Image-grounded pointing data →
▬▬▬▬▬▬▬▬▬▬
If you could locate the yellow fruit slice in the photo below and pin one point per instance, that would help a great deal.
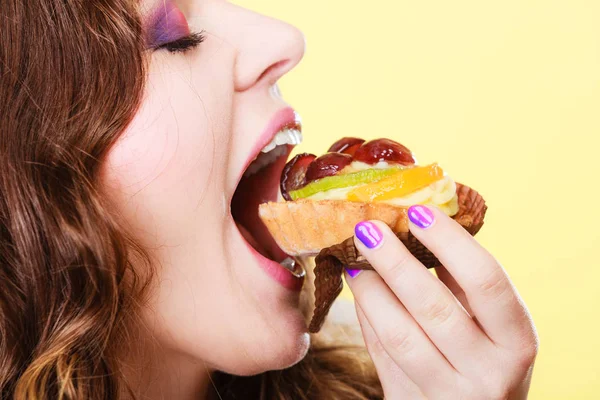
(400, 184)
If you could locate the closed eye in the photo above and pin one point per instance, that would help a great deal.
(183, 44)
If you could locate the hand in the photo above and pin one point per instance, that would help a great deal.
(466, 335)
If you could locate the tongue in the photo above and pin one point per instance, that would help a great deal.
(250, 239)
(251, 192)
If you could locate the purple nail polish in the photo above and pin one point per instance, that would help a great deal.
(369, 234)
(353, 272)
(421, 216)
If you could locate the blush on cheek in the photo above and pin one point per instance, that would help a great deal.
(166, 25)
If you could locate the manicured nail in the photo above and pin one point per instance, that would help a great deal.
(421, 216)
(353, 272)
(369, 234)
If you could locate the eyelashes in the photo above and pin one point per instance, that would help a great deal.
(183, 44)
(168, 29)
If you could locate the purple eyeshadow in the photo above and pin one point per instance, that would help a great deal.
(166, 24)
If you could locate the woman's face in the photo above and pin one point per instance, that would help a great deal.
(205, 116)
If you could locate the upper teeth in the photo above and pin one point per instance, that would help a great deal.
(284, 136)
(274, 149)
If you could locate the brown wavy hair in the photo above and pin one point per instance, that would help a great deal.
(72, 78)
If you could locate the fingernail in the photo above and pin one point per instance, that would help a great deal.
(353, 273)
(369, 234)
(421, 216)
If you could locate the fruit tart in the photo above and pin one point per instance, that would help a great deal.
(325, 197)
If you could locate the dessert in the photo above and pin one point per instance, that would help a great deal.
(326, 196)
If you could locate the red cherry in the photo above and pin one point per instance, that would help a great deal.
(327, 165)
(347, 145)
(378, 150)
(294, 172)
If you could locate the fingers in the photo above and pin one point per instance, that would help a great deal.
(396, 384)
(447, 279)
(428, 301)
(489, 292)
(400, 336)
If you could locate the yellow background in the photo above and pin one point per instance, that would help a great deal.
(505, 95)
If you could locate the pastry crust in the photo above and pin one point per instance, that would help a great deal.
(304, 227)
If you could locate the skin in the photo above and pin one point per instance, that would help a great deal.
(469, 329)
(171, 177)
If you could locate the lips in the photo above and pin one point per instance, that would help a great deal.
(259, 183)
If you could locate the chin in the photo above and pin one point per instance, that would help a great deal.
(276, 353)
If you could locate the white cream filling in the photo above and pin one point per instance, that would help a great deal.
(441, 194)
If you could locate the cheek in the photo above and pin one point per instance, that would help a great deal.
(165, 171)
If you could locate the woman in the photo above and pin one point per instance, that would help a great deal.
(126, 128)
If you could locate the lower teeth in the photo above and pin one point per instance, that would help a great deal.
(295, 268)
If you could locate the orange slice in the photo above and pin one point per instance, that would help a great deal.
(398, 185)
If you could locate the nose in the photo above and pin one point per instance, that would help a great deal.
(267, 48)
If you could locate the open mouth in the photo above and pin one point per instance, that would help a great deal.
(259, 184)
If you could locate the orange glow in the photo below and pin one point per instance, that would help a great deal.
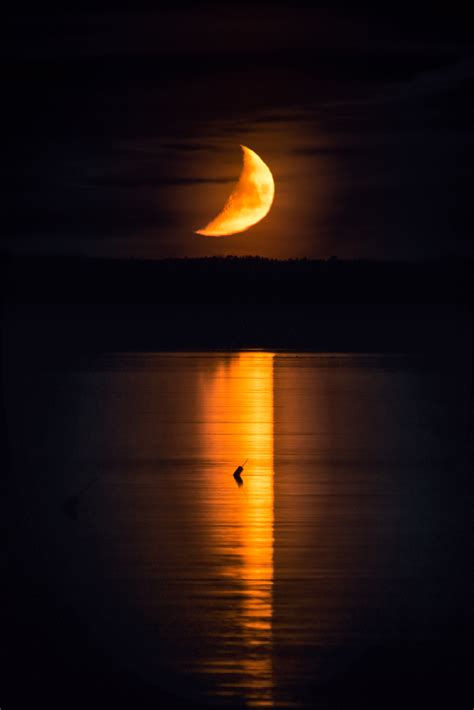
(249, 202)
(238, 424)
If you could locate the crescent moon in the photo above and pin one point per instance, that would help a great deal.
(248, 203)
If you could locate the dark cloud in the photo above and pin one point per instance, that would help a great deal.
(116, 120)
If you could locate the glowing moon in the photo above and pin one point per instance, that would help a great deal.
(249, 202)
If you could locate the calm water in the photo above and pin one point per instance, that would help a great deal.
(343, 538)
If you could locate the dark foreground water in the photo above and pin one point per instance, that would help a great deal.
(335, 576)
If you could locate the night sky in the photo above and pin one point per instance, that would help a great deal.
(123, 129)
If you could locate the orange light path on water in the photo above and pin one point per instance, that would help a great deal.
(238, 424)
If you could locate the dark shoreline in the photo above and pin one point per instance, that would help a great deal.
(80, 305)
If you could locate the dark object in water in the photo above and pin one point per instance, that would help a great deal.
(237, 473)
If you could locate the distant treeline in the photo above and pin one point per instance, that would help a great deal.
(237, 280)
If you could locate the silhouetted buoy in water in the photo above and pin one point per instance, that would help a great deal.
(237, 473)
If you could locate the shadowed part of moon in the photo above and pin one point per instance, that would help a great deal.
(249, 202)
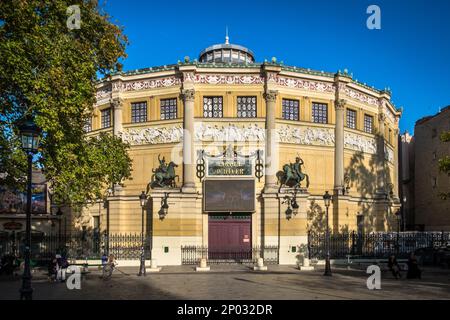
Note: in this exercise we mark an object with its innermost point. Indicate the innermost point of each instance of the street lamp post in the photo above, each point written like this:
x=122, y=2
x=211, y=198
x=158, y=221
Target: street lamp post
x=143, y=201
x=398, y=214
x=29, y=136
x=327, y=200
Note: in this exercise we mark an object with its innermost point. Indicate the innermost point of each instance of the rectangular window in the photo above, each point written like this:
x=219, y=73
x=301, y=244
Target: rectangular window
x=368, y=123
x=106, y=118
x=319, y=113
x=351, y=119
x=88, y=125
x=138, y=112
x=212, y=107
x=246, y=107
x=168, y=109
x=290, y=109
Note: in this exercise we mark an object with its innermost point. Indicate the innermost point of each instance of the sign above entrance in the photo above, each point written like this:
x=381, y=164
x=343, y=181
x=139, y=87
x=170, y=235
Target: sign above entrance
x=230, y=195
x=230, y=167
x=229, y=163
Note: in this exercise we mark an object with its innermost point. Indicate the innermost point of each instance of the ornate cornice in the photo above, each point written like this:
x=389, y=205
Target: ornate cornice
x=340, y=104
x=117, y=102
x=271, y=95
x=188, y=94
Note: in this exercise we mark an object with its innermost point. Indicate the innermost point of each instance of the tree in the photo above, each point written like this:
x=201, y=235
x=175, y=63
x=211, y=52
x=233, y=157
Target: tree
x=106, y=163
x=444, y=163
x=49, y=71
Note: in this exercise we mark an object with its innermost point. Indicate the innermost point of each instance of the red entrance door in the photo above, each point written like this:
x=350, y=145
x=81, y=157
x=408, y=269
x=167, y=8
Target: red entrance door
x=229, y=237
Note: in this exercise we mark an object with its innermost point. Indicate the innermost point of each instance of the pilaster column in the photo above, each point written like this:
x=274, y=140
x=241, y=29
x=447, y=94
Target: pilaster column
x=339, y=145
x=117, y=106
x=188, y=96
x=396, y=166
x=271, y=154
x=381, y=158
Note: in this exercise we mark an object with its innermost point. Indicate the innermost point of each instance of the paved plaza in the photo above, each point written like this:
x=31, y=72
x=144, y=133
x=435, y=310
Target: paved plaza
x=236, y=283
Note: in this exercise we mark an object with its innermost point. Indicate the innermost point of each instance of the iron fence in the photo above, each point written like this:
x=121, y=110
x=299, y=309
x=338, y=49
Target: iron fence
x=374, y=245
x=78, y=246
x=191, y=255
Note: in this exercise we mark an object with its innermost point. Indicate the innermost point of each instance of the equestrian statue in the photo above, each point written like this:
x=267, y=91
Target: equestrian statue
x=164, y=176
x=292, y=175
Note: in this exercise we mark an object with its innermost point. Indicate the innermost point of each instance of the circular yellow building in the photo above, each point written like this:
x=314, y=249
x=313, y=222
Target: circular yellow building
x=235, y=155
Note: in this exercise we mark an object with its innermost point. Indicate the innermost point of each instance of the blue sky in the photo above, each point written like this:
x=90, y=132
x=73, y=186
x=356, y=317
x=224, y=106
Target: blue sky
x=410, y=54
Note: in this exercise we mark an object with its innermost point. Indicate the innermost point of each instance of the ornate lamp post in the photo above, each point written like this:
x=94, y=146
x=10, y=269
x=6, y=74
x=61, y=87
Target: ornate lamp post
x=143, y=201
x=404, y=213
x=327, y=200
x=29, y=136
x=164, y=207
x=399, y=217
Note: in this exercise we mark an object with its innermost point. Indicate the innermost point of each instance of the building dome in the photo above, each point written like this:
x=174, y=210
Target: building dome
x=227, y=53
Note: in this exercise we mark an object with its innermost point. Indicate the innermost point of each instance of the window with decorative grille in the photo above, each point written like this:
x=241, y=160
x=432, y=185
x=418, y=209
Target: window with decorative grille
x=168, y=109
x=351, y=119
x=290, y=109
x=106, y=118
x=138, y=112
x=88, y=125
x=319, y=113
x=368, y=123
x=212, y=107
x=246, y=107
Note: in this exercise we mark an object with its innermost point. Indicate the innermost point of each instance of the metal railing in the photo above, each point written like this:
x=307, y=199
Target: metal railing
x=191, y=255
x=78, y=246
x=374, y=245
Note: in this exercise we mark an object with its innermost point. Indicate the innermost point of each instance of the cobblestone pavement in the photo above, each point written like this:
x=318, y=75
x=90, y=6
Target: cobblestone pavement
x=235, y=283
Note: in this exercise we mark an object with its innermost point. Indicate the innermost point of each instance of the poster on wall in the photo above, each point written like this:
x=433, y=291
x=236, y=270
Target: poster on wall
x=13, y=201
x=231, y=195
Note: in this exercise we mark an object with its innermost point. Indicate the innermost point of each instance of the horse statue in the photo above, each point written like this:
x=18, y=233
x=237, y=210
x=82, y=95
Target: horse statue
x=164, y=176
x=292, y=175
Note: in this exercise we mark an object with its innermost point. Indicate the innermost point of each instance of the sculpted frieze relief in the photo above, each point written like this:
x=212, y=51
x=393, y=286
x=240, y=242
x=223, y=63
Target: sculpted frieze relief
x=152, y=135
x=230, y=132
x=361, y=97
x=306, y=135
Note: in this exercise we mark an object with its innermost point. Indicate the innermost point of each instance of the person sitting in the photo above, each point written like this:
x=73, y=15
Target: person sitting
x=413, y=268
x=394, y=267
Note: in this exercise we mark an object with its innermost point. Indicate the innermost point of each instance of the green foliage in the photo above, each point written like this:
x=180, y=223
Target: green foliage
x=50, y=72
x=103, y=163
x=444, y=163
x=13, y=162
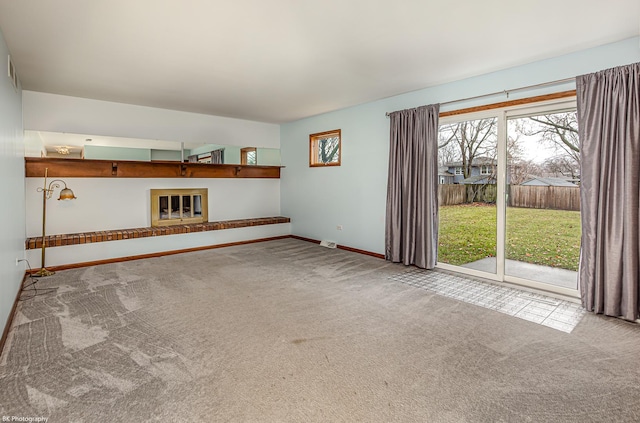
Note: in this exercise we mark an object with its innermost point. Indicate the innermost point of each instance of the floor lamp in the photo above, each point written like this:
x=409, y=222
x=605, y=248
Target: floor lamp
x=47, y=192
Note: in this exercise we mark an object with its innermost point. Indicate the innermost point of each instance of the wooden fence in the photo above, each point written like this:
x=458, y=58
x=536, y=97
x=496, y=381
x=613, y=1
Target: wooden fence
x=534, y=197
x=450, y=194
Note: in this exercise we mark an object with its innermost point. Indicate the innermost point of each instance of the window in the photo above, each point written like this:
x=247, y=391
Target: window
x=178, y=206
x=324, y=148
x=248, y=156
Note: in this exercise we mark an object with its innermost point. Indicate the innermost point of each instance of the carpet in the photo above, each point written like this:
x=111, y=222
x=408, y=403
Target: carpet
x=288, y=331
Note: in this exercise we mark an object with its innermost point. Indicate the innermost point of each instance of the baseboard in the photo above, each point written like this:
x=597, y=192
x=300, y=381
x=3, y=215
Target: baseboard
x=12, y=313
x=342, y=247
x=158, y=254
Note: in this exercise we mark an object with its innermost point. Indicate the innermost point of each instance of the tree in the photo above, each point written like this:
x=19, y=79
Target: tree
x=560, y=131
x=468, y=140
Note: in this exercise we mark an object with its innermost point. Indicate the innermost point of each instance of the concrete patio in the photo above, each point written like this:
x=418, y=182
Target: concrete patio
x=535, y=272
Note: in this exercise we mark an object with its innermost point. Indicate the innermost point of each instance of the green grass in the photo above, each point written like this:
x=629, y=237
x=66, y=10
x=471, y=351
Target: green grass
x=538, y=236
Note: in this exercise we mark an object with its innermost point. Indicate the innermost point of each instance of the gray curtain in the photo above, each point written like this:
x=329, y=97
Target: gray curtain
x=411, y=231
x=609, y=130
x=217, y=156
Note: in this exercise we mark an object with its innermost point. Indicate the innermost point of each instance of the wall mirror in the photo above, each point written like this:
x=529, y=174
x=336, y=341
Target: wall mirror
x=97, y=147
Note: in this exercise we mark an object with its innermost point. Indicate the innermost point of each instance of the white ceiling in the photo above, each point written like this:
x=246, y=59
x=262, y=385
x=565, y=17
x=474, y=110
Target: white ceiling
x=282, y=60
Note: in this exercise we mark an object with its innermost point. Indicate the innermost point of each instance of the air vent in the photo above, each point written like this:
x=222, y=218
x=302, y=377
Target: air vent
x=328, y=244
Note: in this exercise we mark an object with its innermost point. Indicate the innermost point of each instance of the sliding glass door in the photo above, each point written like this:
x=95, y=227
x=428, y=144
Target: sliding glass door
x=468, y=159
x=509, y=195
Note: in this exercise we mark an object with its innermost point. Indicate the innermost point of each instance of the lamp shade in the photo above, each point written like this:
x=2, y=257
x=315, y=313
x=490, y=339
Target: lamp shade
x=66, y=194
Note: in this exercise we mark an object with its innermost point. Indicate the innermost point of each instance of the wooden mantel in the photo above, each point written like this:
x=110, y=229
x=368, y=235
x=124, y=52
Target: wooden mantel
x=81, y=168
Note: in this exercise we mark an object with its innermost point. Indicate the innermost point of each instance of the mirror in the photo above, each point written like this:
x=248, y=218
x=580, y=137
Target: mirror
x=94, y=147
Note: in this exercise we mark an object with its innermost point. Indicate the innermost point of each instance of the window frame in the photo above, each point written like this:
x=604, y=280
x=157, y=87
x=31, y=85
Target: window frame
x=554, y=103
x=314, y=149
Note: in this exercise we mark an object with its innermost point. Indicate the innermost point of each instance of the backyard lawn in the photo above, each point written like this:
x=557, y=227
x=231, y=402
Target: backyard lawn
x=538, y=236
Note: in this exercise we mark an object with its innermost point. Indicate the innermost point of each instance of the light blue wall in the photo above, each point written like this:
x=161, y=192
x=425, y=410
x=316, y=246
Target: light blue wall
x=12, y=212
x=354, y=194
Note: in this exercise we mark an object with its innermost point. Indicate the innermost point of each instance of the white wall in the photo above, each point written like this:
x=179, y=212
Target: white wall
x=114, y=203
x=12, y=209
x=58, y=113
x=354, y=194
x=123, y=203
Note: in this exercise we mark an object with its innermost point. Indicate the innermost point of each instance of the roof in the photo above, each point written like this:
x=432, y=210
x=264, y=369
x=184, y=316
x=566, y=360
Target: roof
x=478, y=179
x=478, y=161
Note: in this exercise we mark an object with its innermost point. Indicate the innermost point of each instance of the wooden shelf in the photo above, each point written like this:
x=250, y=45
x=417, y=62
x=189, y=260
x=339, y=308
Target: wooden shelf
x=80, y=168
x=60, y=240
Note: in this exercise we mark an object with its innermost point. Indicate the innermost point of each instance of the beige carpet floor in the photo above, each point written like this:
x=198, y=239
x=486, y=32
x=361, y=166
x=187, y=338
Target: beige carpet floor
x=288, y=331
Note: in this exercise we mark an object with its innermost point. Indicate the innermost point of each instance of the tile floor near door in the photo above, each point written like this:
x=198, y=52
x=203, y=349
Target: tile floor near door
x=547, y=311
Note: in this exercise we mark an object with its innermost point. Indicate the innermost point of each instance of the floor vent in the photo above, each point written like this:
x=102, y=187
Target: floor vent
x=328, y=244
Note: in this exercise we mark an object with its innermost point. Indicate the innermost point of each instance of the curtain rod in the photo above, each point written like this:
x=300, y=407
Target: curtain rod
x=507, y=92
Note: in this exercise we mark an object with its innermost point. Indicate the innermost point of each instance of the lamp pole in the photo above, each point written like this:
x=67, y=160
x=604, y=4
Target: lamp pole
x=47, y=192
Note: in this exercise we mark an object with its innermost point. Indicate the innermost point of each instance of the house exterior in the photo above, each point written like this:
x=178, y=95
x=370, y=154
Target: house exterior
x=482, y=172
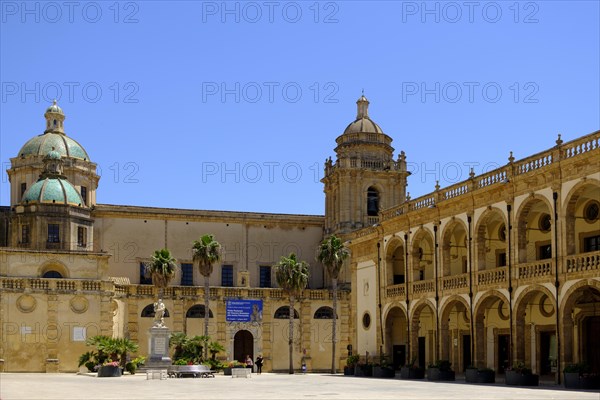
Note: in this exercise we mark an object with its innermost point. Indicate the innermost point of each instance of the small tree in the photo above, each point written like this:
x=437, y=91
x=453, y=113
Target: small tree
x=332, y=253
x=292, y=276
x=206, y=252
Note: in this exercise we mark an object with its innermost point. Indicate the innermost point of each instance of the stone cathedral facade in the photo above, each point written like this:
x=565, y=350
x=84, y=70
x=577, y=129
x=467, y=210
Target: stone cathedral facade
x=504, y=266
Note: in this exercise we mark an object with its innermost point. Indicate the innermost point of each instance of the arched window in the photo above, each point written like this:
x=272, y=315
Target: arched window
x=197, y=311
x=284, y=313
x=372, y=202
x=148, y=312
x=324, y=313
x=52, y=274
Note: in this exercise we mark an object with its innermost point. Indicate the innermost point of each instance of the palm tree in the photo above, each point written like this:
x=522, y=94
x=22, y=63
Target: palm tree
x=292, y=277
x=207, y=252
x=162, y=269
x=332, y=253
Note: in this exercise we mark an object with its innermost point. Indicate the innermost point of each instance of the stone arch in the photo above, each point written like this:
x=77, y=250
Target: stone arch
x=422, y=253
x=395, y=333
x=395, y=261
x=53, y=265
x=489, y=330
x=446, y=305
x=526, y=298
x=528, y=245
x=570, y=208
x=453, y=329
x=489, y=247
x=454, y=248
x=421, y=327
x=575, y=346
x=283, y=312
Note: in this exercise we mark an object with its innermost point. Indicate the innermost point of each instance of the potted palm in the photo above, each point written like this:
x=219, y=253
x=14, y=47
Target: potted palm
x=412, y=371
x=383, y=370
x=440, y=371
x=520, y=375
x=351, y=362
x=206, y=252
x=292, y=277
x=332, y=253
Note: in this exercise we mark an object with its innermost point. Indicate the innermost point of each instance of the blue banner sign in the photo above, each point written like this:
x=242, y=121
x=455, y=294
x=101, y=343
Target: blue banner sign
x=243, y=311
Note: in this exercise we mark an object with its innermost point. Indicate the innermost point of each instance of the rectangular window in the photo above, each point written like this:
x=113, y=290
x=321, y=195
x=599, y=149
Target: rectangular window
x=545, y=252
x=53, y=233
x=81, y=236
x=591, y=243
x=84, y=195
x=227, y=275
x=25, y=234
x=265, y=276
x=143, y=279
x=187, y=274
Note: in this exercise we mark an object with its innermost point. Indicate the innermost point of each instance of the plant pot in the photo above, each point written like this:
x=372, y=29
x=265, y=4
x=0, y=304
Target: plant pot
x=573, y=380
x=383, y=372
x=473, y=375
x=412, y=373
x=109, y=371
x=435, y=374
x=514, y=378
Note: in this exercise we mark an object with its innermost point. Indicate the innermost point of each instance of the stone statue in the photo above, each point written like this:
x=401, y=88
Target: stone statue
x=159, y=314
▬▬▬▬▬▬▬▬▬▬
Your assignment →
Please reproduce, exactly as they appear above, the lines from the line containing "x=219, y=253" up to and including the line containing "x=242, y=121".

Response to this task →
x=219, y=253
x=14, y=47
Target: potted palm
x=412, y=371
x=383, y=370
x=440, y=371
x=520, y=375
x=351, y=362
x=206, y=252
x=292, y=277
x=332, y=253
Note: in this exercise we mark an object with its innermost point. Indicate the innermost point of each instance of the blue banner sign in the photo above, each point written like this:
x=242, y=121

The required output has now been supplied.